> _Task brief_
Do not carry the pictures over; copy every other part of the entries exactly.

> _Exercise material_
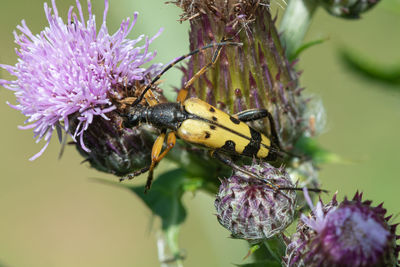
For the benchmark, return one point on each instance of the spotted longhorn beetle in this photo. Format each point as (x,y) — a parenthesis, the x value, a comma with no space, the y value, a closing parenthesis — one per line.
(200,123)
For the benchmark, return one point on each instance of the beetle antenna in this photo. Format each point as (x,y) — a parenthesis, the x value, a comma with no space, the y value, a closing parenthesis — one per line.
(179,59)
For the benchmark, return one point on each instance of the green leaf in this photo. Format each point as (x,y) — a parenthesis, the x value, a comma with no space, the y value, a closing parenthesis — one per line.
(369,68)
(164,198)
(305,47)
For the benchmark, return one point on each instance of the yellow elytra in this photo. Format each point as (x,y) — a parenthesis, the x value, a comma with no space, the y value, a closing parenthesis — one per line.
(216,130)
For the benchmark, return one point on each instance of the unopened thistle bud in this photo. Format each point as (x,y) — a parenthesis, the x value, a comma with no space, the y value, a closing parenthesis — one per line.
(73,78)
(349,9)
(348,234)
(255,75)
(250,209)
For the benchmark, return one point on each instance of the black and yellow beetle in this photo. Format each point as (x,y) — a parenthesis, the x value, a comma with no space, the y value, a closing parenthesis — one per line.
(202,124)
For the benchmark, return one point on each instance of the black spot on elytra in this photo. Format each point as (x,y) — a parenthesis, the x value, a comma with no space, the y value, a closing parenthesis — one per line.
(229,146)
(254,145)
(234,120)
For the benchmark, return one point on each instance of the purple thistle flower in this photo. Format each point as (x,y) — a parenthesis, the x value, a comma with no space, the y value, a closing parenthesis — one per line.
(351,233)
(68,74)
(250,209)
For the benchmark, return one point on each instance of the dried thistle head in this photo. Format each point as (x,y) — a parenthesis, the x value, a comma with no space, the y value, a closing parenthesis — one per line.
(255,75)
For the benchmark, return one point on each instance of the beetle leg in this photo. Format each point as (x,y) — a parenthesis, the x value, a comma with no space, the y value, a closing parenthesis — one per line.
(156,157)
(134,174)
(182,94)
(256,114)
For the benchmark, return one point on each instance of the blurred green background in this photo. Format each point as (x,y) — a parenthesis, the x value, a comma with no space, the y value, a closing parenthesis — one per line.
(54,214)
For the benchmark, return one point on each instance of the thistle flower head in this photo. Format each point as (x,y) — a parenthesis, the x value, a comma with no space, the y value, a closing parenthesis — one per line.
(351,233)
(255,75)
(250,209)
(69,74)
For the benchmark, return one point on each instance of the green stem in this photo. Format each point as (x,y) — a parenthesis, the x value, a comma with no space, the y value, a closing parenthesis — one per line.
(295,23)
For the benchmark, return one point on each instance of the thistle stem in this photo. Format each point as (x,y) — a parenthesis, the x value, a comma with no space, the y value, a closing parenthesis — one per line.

> _Correct answer_
For the benchmark, return one point on each instance of the spotted longhorn beetle in this photo. Format each point as (x,y) — a parenthesis, the x value, a comma with no space, the y value, a closing parenthesis — one per line.
(200,123)
For the benchmark, return one point on each instance of the beetle antenna in this photo. Format each point as (x,y) — a parenthesis, the x value, a comma with no space, the y value, a closing parenthesis — one per line.
(179,59)
For the benchmark, return one point on each instance of the green leaf in this photo. Format each point as (x,y) — a parenthesis, the x value, a comma with no space, the y value, a closing parenthesis — one per line.
(369,68)
(164,198)
(305,47)
For the benchmark, return one point on each instance of the yellow elytra in this photo. Format each point as (x,y) — a parenthesis, the x value, a comma with no space, the y value, a closing parenthesis — one per line.
(216,130)
For the benchmark, return one point on each instance of the unopened thistle bud in this photo. Format each point as (x,y) — a parenthesis, the x value, a comma with no space, the y value, a closing parenthesis — one per line.
(73,78)
(349,9)
(348,234)
(255,75)
(250,209)
For the benchmark, return one point on each instance of the black and yellow beetle in this photo. Format each point as (x,y) — a parenthesis, the x value, a comma with no space, the y value, a closing parenthesis — one per line.
(202,124)
For the benchmark, return one point on each instance of the black spot on elytra in this photo. Format each point as (x,y) — a parenthesis, the x value, a comma with no space, the y value, a closing parenthesis — one per line.
(229,146)
(254,145)
(234,120)
For the benchmark, return one point on each instance of the purple thistle flower in this photo. Format each point as (x,y) — a parenthesis, the x value, a comma with no space, the y value, a closing parenthesis — one per line.
(351,233)
(68,74)
(250,209)
For the benchmark, return one point on each instance of the dried thistle head in this photo. Format each point as (x,y) — a parenthesis, the x value, a comma with no space, the y value, a closing parenthesis — one per line.
(255,75)
For the benchmark, return one point on each instance of the beetle leg in this photo. Format each point as (x,y) — a parenthesis, the x value, a comma with no space, the y value, a closing parenthesis — one per line.
(156,157)
(134,174)
(182,94)
(256,114)
For the benchmark, return one point on each instance of the blurred green background in this photo. Format each point as (x,y) — a parenthesis, the x value, a comma with no space, the y value, a closing parenthesis — one per line.
(54,214)
For the benchmark, return one point on each instance of the thistle flower head in this photo. Format each point as (x,y) — a parenthesis, the x value, a comma with no space, the y value, a closing parenthesis — one per line.
(351,233)
(255,75)
(250,209)
(69,74)
For the benchmark, return one point on each instance of the green stem in this photo. Format each point as (x,y) — a parenthesis, the x value, a comma with no space, the y value, a closing parenthesis — one per line.
(295,23)
For the benchmark, return one point on each instance of the thistle stem in this photo. Format each point as (x,y) — a parenthesis, the x value, a comma with no space, the y value, a closing parenthesis — one per line.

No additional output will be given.